*** Opening TEXT BLOCK ***

CEO and founder of MyGamez, Mikael Leinonen, commented “Monthly domestic game approval release is now business as usual in China. Government is walking the talk to stabilise the regulatory environment and supporting #gameindustry growth,” in reaction to Daisy Zhang’s in-depth breakdown of the latest licences being granted.

Zhang noted that April’s raft of game licences were the first to not feature heavyweights Tencent or Netease, and featured 86 games across a variety of categories including Moonton’s hotly anticipated Mobile Legends: Bang Bang.

Although to the untrained eye it may seem worrying that Tencent and NetEase do not feature on this list, the opposite is very much true. As it shows that, aside from the heavyweight companies one would expect to appear even during a slow period of licensing, that others are now picking up the slack and getting a piece of the action. As we mentioned in our previous coverage, Moonton seems set to go head-to-head with Tencent with the release of Mobile Legends: Bang Bang, especially given Tencent dominates the MOBA genre domestically with their mega-hit, Honor of Kings.

The story so far

The Chinese game industry had already suffered a licensing freeze in 2018 which resulted in an almost nine-month suspension of new game licences. Many foreign games suffered licensing issues due to political circumstances at the time as well. But it was in 2021 that things truly began to look dire as the Chinese government cracked down on what it viewed as the “spiritual opium” of gaming on nearly all platforms. The additional pressure of Covid restrictions only added to the licensing freeze that engulfed the industry.

*** Closing TEXT BLOCK ***
*** Opening DATA ***

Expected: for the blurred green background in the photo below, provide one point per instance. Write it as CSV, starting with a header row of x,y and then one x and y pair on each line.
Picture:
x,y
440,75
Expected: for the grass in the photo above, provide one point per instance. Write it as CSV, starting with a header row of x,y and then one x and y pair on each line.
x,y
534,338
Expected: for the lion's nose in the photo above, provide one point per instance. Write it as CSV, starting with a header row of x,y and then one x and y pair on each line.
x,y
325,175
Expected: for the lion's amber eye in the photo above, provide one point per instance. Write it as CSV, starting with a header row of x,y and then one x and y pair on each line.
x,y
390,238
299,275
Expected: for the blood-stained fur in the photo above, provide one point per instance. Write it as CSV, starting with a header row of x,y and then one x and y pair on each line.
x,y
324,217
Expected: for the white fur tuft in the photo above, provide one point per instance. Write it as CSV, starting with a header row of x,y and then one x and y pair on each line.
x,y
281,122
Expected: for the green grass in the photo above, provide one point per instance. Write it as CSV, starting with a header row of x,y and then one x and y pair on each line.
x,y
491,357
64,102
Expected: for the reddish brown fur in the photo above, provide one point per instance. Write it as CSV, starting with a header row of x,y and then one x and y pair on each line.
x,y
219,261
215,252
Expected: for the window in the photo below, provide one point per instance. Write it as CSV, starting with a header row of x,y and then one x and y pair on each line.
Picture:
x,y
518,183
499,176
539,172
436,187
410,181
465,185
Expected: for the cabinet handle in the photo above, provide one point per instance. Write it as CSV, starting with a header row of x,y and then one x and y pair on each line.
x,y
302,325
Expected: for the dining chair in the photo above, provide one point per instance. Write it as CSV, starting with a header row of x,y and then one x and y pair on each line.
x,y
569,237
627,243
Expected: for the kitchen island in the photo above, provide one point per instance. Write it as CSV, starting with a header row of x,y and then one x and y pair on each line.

*** Closing DATA ***

> **TASK REQUIREMENTS**
1 - In the article on Chinese game licensing, how many games did April's licences include?
2 - Continue the article on Chinese game licensing from where it stops.

> **RESULTS IN ORDER**
1 - 86 games.

2 -
It was at the end of last year and now into 2023 that the licensing crackdown began to ease. Perhaps driven by a sudden deprecation in the value of the Chinese gaming industry and further economic issues. The lucrative Chinese tech and game industry perhaps necessitated an easing of these restrictions to recover from the turmoil they had previously been facing.

So is it business as usual for China once more? There still needs to be some caution as there's no written guarantee that regulatory action won't once more crack down, but a return to the pre-Covid highs of 2018 are - at least in theory - now possible. The sudden wave of new licences offers hope to studios both domestic and foreign that they can once more partake of the verdant Chinese game market, and the revenue which it brings.